■ **WRITTEN EXERCISE**: All of the entries need to be written out again, exactly as they are.

[Stored data entries]
▼

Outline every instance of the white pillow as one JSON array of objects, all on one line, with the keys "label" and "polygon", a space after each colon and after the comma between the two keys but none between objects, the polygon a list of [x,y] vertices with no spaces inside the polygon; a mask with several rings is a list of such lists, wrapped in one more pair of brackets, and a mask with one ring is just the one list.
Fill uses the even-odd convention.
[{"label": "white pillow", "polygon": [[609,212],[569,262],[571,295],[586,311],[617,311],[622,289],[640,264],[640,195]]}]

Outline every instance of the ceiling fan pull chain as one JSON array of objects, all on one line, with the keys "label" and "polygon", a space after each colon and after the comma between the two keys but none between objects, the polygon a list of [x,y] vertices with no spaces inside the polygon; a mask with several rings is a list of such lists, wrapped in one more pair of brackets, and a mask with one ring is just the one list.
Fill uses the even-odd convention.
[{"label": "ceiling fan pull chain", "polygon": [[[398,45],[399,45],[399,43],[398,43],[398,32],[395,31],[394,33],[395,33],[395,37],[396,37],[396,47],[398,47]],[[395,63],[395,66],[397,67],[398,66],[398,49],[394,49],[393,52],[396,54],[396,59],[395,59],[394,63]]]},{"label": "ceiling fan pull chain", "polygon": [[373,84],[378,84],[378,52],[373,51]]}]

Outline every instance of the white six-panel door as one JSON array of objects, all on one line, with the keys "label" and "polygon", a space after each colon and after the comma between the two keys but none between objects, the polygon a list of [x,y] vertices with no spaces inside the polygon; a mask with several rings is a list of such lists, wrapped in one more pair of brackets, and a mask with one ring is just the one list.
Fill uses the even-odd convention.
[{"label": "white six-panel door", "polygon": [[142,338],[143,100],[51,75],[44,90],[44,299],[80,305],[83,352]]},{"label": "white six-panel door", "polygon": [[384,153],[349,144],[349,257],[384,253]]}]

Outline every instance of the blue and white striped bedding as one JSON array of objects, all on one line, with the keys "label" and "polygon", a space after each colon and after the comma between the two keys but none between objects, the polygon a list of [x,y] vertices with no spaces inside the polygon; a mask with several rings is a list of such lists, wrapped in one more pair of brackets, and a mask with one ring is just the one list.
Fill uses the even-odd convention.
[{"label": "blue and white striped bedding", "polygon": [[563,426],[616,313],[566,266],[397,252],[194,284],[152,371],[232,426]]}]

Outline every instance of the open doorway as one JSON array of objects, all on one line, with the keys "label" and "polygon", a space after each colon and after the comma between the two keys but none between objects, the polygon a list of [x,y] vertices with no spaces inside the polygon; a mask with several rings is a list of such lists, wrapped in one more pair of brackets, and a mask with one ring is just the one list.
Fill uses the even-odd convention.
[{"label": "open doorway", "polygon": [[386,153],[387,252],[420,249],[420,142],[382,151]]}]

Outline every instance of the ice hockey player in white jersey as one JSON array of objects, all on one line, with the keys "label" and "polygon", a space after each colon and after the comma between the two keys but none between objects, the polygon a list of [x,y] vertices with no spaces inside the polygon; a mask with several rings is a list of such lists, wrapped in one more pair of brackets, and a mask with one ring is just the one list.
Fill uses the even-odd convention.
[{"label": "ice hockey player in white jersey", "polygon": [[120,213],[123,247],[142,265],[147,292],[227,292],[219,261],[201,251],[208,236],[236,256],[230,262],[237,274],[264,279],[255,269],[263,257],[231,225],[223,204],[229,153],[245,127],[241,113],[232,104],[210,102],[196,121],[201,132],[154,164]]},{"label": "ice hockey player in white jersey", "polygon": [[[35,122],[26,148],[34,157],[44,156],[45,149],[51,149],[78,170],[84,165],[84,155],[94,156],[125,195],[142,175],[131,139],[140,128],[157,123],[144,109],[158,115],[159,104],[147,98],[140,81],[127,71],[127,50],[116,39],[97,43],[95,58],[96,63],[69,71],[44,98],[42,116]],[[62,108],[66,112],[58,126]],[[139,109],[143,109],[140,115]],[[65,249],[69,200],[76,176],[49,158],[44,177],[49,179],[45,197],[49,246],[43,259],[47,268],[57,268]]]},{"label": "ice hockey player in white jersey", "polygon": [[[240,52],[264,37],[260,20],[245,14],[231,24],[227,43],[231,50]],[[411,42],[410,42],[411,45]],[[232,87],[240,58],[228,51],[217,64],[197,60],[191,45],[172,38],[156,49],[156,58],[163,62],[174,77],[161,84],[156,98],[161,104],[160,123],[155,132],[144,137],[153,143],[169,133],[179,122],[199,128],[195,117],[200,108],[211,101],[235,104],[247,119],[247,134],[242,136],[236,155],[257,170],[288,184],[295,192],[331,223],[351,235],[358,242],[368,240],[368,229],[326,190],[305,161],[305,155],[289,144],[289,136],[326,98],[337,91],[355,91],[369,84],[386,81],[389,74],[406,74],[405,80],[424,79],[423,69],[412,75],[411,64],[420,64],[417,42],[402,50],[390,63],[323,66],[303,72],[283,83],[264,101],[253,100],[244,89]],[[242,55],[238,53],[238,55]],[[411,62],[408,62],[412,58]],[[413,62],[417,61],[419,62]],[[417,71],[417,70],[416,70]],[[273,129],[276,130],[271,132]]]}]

▲

■ **OUTPUT FOR THIS TASK**:
Outline every instance of the white pillow as one JSON array of objects, all on one line, with the keys "label" and "polygon", a space after each colon and after the comma between the two keys but none between objects, the polygon a list of [x,y] vertices with no spaces inside the polygon; a mask with several rings is a list of such lists, wrapped in one more pair of brackets, and a mask with one ring is just the one list.
Fill uses the even-odd convention.
[{"label": "white pillow", "polygon": [[609,212],[569,262],[571,295],[586,311],[617,311],[622,289],[640,264],[640,195]]}]

Outline every instance of the ceiling fan pull chain as one JSON array of objects, all on one line, with the keys "label" and "polygon", a space after each colon and after the comma between the two keys but none between objects, the polygon a list of [x,y] vertices with no spaces inside the polygon; a mask with several rings is a list of such lists, wrapped in one more pair of brackets, and a mask with one ring is just the one list.
Fill uses the even-odd convention.
[{"label": "ceiling fan pull chain", "polygon": [[[398,45],[399,45],[399,43],[398,43],[398,32],[395,31],[394,33],[395,33],[395,37],[396,37],[396,47],[398,47]],[[395,63],[395,66],[397,67],[398,66],[398,49],[394,49],[393,52],[396,54],[396,59],[395,59],[394,63]]]},{"label": "ceiling fan pull chain", "polygon": [[373,84],[378,84],[378,52],[373,51]]}]

Outline every instance of the white six-panel door as one JSON array of objects, all on one line, with the keys "label" and "polygon", a space after each colon and after the comma between the two keys but none between objects, the polygon a list of [x,y] vertices with no spaces inside the polygon; a mask with several rings is a list of such lists, wrapped in one more pair of brackets, and a mask with one ring is just the one list.
Fill uses the even-odd convention.
[{"label": "white six-panel door", "polygon": [[142,338],[143,100],[51,75],[44,90],[44,299],[80,305],[83,352]]},{"label": "white six-panel door", "polygon": [[384,153],[349,144],[349,257],[384,253]]}]

Outline every instance of the blue and white striped bedding as one JSON array of objects, all on one line, with the keys "label" and "polygon", a space after each colon and after the comma between the two keys but none between objects, the polygon a list of [x,y] vertices with no spaces inside the polygon; a mask with several rings is a list of such lists, wrapped in one more pair of brackets, and a mask with one ring is just the one list.
Fill uses the even-odd convention.
[{"label": "blue and white striped bedding", "polygon": [[563,426],[616,313],[566,266],[397,252],[194,284],[152,371],[232,426]]}]

Outline every instance of the open doorway as one JSON array of objects, all on one line, with the keys "label" and "polygon", a space after each colon and after the comma between the two keys but none between objects, the polygon a list of [x,y] vertices with no spaces inside the polygon; a mask with several rings is a list of such lists, wrapped in one more pair of brackets, and a mask with one ring is just the one list.
Fill uses the even-odd convention.
[{"label": "open doorway", "polygon": [[386,153],[387,252],[420,249],[420,142],[382,151]]}]

Outline every instance of the ice hockey player in white jersey as one JSON array of objects, all on one line, with the keys "label" and "polygon", a space after each colon and after the comma between the two keys but none between objects, the polygon a list of [x,y] vertices with no spaces inside the polygon; a mask with several rings is a list of such lists, wrapped in one more pair of brackets, and a mask with one ring is just the one list.
Fill uses the even-odd convention.
[{"label": "ice hockey player in white jersey", "polygon": [[120,213],[123,247],[142,265],[147,292],[227,292],[219,261],[201,251],[208,236],[236,256],[230,262],[237,274],[264,279],[255,269],[263,257],[231,225],[223,204],[229,153],[245,127],[241,113],[232,104],[210,102],[196,121],[201,132],[154,164]]},{"label": "ice hockey player in white jersey", "polygon": [[[35,122],[26,148],[34,157],[44,156],[45,149],[51,149],[78,170],[84,165],[84,155],[94,156],[125,195],[142,175],[131,139],[140,128],[157,123],[144,109],[158,115],[159,104],[147,98],[140,81],[127,71],[127,50],[116,39],[97,43],[95,58],[96,63],[69,71],[44,98],[42,116]],[[62,108],[66,112],[58,126]],[[139,109],[143,109],[140,115]],[[65,249],[69,200],[76,176],[49,158],[44,177],[49,179],[45,197],[49,246],[43,259],[47,268],[57,268]]]},{"label": "ice hockey player in white jersey", "polygon": [[[240,52],[264,37],[260,20],[245,14],[231,24],[227,43],[231,50]],[[411,42],[410,42],[411,45]],[[232,87],[240,58],[228,51],[217,64],[197,60],[191,45],[172,38],[156,49],[156,58],[163,62],[174,77],[161,84],[156,98],[161,104],[160,123],[155,132],[144,137],[153,143],[169,133],[179,122],[199,128],[195,117],[200,108],[211,101],[235,104],[247,119],[247,134],[242,136],[236,155],[257,170],[288,184],[295,192],[331,223],[351,235],[358,242],[368,240],[368,229],[326,190],[305,161],[305,155],[289,144],[289,136],[326,98],[337,91],[355,91],[369,84],[386,81],[389,74],[406,74],[405,80],[424,79],[423,69],[412,75],[411,64],[420,64],[417,42],[402,50],[390,63],[323,66],[303,72],[283,83],[264,101],[253,100],[244,89]],[[242,55],[238,53],[238,55]],[[411,62],[408,62],[412,58]],[[413,62],[417,61],[419,62]],[[417,71],[417,70],[416,70]],[[273,129],[276,130],[271,132]]]}]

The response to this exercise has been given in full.